* _TASK GOAL_
Gather every line of the items below that contains the string "grass". Case counts.

- - -

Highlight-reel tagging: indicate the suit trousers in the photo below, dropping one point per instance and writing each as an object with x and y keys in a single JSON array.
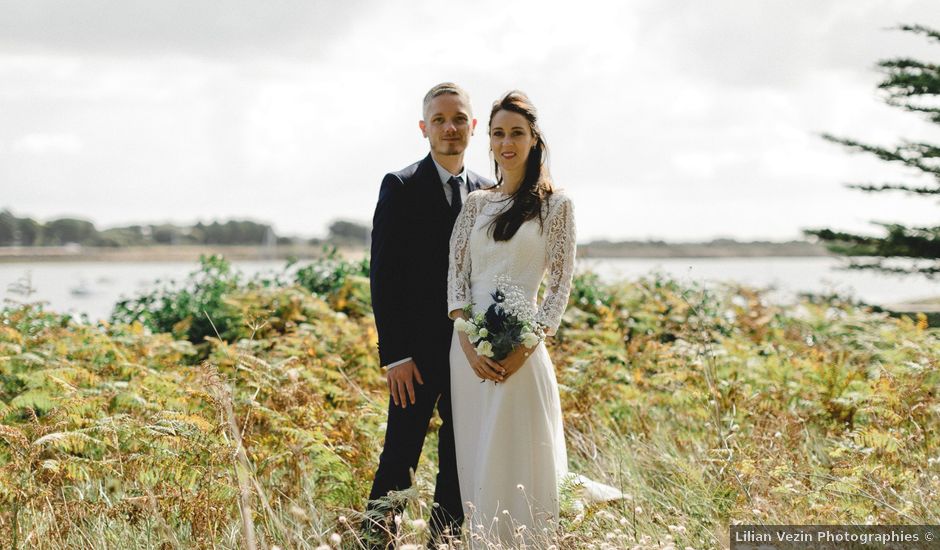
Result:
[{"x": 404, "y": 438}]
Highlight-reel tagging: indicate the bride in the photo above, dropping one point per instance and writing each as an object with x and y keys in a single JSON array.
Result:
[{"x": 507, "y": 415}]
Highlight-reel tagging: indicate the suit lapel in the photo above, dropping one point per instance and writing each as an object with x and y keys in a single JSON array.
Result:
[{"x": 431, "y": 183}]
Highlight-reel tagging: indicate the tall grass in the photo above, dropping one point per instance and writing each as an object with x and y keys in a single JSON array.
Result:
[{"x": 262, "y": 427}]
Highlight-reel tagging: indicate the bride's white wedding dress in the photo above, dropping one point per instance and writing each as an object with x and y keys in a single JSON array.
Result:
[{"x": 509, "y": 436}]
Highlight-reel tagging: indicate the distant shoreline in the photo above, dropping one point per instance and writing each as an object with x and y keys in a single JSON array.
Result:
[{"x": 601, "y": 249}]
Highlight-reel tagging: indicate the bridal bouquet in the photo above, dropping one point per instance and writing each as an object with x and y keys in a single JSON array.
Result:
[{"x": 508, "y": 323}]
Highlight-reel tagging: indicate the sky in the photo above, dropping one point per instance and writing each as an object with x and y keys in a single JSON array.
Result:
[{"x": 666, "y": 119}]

- - -

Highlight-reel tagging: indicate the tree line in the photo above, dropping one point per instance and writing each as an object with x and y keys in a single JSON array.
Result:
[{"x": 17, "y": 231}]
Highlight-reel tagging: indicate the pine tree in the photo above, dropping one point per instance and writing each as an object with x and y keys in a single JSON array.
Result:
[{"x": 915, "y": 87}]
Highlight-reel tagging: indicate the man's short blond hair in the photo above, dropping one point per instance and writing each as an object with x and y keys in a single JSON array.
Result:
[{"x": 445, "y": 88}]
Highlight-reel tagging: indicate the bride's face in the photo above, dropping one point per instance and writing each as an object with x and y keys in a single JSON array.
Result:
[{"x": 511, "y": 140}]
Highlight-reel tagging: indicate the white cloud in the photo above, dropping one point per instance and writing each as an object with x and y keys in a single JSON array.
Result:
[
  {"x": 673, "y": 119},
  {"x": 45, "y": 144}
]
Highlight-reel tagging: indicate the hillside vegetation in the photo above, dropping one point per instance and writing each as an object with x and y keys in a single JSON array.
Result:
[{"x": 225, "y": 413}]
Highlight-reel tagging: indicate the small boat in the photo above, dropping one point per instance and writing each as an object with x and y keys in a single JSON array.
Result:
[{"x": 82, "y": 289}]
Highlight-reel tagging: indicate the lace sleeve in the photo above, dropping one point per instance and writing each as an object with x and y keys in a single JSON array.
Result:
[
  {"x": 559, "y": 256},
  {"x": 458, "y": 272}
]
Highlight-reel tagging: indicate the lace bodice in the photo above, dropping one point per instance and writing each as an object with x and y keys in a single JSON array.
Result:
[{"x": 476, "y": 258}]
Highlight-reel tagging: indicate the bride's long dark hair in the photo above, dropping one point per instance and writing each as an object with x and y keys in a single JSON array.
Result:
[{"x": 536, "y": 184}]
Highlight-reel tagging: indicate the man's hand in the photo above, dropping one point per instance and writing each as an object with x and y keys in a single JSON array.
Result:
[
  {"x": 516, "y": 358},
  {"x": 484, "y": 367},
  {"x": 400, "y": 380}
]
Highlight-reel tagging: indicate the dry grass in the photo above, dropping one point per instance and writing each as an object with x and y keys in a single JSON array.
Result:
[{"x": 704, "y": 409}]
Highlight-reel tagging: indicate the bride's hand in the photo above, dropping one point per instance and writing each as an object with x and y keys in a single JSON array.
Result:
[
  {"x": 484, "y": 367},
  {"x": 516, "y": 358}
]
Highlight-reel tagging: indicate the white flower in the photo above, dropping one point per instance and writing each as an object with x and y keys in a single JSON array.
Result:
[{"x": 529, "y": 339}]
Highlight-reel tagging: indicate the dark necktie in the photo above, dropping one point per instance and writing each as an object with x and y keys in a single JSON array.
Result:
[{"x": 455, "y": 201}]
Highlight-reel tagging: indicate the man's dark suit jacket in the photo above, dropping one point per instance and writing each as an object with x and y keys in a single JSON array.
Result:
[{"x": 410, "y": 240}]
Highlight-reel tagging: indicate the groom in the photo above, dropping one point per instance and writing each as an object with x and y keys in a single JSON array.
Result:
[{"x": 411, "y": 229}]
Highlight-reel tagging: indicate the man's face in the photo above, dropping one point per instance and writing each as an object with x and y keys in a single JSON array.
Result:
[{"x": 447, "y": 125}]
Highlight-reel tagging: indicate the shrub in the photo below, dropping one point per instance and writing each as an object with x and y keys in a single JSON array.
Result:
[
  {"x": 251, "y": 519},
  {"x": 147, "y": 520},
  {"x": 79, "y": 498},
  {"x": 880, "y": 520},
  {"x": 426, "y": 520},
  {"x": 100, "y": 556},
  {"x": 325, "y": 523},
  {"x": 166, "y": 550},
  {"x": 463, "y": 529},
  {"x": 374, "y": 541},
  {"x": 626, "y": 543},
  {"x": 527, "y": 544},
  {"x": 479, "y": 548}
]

- - -

* _SOLUTION TO THE PROBLEM_
Highlight-reel tagging: indicate the tall grass in the photo above, dropping one point per instance and writing each as an object with x and y keys in a single JSON array.
Highlight-reel tagging: indicate the dry grass in the photo above, dropping one point per instance and writing each as an object with x and y keys in a single JSON array.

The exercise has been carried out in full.